Collection entries:
^^^^

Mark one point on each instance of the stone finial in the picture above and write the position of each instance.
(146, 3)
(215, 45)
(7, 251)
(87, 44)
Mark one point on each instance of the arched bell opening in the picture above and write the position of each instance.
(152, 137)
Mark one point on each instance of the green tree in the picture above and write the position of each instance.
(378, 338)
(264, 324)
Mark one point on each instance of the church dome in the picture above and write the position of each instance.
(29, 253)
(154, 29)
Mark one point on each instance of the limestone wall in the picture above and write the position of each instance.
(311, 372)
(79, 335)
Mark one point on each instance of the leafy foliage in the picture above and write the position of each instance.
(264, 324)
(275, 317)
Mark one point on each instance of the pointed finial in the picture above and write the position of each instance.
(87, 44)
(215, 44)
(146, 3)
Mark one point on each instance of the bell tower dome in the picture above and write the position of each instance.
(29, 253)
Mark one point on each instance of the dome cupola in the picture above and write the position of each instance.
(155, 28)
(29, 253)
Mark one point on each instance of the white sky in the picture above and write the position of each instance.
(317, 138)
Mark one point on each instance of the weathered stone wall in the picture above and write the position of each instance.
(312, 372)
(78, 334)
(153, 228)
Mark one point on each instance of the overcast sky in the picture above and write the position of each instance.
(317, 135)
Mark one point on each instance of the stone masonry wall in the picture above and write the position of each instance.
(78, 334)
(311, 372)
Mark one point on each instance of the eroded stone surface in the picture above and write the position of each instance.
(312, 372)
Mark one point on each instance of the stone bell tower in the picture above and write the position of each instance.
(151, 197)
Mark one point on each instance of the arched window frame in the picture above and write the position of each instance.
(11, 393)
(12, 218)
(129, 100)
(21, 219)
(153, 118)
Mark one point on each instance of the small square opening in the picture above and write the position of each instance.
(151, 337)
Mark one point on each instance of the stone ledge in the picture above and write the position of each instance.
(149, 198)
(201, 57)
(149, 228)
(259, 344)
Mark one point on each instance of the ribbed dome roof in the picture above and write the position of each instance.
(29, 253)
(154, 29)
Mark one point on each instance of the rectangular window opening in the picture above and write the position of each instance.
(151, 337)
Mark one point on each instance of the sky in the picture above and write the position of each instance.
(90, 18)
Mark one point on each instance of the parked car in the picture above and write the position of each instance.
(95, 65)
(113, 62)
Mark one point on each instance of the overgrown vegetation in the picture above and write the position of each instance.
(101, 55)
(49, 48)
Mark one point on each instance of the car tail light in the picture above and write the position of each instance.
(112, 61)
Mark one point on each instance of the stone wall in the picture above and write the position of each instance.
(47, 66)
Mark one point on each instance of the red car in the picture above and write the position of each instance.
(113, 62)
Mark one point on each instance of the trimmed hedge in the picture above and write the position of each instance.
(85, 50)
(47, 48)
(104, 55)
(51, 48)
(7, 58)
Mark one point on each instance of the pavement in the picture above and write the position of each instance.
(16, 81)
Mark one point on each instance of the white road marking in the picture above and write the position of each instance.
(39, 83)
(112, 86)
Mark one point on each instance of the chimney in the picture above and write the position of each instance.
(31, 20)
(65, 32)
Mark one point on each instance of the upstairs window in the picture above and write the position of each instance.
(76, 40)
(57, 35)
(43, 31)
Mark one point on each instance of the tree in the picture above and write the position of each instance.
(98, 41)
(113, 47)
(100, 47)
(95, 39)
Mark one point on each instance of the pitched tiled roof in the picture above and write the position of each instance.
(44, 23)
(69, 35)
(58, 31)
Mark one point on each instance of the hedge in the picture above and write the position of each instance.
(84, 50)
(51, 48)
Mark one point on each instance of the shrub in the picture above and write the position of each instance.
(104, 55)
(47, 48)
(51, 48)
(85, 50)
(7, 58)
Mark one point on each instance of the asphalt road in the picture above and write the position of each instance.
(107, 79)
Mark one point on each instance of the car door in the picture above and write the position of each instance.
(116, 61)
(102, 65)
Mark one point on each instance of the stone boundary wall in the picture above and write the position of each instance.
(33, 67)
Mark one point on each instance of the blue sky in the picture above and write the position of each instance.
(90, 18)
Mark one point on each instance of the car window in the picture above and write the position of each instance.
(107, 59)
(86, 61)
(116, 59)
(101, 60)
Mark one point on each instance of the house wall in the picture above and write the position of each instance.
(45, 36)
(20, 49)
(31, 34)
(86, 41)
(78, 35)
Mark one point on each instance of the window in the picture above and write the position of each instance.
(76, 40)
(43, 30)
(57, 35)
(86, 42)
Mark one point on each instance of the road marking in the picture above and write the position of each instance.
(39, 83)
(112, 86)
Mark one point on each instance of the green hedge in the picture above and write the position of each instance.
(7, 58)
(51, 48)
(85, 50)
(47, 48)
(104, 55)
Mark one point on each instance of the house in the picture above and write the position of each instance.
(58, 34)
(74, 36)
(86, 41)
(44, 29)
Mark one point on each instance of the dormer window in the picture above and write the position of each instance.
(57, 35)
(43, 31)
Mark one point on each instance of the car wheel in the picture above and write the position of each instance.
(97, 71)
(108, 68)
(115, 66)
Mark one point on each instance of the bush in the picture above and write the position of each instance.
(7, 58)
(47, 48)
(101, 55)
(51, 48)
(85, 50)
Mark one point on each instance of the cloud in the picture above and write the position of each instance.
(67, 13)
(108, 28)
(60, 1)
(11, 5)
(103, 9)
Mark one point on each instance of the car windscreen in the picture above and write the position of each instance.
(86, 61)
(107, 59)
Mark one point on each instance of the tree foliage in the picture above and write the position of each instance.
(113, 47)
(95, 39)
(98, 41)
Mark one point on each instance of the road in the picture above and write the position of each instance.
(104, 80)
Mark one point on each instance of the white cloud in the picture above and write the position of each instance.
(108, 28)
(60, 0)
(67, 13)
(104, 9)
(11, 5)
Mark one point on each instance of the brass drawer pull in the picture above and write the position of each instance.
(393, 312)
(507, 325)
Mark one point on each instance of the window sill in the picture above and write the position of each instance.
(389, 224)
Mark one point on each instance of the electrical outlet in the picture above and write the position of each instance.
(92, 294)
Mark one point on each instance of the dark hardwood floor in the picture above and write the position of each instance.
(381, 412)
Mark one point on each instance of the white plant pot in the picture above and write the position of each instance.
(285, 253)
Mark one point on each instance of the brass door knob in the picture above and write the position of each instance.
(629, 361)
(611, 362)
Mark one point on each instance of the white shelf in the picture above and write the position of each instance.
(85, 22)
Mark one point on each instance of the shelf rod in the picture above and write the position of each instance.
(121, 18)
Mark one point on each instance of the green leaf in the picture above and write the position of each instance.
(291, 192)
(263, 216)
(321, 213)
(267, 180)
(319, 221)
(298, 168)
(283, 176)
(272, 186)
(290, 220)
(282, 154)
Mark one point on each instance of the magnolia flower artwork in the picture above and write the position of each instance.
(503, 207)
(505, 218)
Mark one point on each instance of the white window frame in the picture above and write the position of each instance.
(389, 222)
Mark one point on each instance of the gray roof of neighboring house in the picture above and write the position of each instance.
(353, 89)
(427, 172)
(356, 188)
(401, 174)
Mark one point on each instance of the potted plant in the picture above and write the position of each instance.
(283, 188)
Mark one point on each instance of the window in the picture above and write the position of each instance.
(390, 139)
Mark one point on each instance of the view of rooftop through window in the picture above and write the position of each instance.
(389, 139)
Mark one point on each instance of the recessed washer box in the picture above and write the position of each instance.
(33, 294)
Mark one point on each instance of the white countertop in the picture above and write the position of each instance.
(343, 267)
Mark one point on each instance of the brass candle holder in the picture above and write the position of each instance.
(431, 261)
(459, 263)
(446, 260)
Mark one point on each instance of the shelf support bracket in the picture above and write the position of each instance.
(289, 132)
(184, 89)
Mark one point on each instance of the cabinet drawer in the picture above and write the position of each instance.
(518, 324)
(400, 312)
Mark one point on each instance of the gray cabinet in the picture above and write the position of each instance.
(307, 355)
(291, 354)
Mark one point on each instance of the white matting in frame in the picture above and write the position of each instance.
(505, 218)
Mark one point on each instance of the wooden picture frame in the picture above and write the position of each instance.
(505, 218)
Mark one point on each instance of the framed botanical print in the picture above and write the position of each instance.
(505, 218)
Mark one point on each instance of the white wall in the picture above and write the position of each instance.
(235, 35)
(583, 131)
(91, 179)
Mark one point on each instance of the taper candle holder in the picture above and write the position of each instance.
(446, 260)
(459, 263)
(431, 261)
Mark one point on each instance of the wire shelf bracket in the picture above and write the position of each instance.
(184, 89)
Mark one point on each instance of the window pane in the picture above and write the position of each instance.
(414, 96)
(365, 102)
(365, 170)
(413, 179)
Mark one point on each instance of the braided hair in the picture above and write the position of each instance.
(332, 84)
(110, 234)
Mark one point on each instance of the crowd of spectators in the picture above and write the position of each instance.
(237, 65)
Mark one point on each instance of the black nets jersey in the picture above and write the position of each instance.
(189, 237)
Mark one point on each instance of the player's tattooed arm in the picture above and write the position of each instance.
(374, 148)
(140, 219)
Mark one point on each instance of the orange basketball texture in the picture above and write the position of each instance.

^^^^

§ **Your assignment**: Lines from the one containing "Mark one point on each instance of the crowd" through the last line of the records, restated word for word: that is the whole response.

§ **Written solution**:
Mark one point on each instance of the crowd of spectators in the picture above and write the position of each instance.
(237, 65)
Mark one point on each instance of the black nets jersey in the picture above and write the position of each instance.
(189, 237)
Mark one point on each instance of the player's tattooed arm in the picture above and write the position of each instance.
(374, 148)
(140, 219)
Mark one point on each instance of the orange basketball texture in the picture above and write the position of each instance.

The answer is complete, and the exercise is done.